▶ _Directions for this task_:
Copy out every line of the records that contains the word "person". Case counts.

▶ _Source material_:
........
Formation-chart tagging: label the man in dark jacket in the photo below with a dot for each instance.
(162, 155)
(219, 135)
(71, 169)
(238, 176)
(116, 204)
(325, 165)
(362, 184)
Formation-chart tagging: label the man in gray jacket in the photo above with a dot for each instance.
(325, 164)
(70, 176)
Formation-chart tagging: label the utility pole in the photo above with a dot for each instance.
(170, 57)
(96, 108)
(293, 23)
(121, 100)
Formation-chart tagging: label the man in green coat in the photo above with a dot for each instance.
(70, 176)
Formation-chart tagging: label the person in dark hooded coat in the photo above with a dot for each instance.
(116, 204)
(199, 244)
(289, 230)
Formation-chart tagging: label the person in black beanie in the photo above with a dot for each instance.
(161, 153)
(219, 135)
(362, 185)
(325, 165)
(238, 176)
........
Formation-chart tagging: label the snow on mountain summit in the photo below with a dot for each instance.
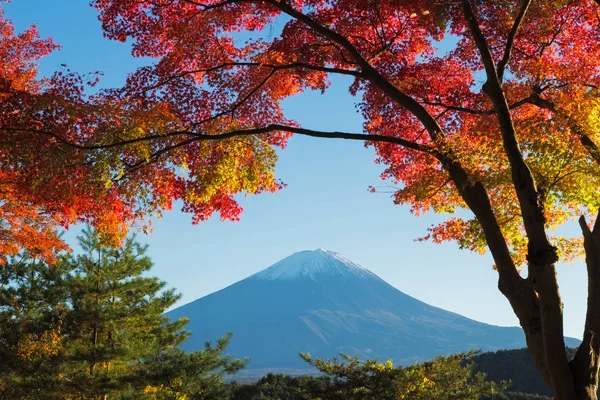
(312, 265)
........
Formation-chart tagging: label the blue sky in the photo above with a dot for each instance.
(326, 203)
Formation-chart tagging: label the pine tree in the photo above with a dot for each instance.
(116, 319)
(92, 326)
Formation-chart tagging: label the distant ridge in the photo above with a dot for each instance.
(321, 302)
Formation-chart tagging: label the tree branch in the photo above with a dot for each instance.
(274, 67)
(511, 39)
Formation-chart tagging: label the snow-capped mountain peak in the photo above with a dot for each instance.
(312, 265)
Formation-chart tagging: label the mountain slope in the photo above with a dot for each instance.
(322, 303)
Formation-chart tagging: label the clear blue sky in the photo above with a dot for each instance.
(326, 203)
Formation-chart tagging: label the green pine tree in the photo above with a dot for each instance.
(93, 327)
........
▶ _Result of the task_:
Formation-chart tagging: label the person in dark hooded coat in the photo above with a dot for each instance.
Formation-chart tagging: label the person in black beanie in the photo above with a dot for each instance.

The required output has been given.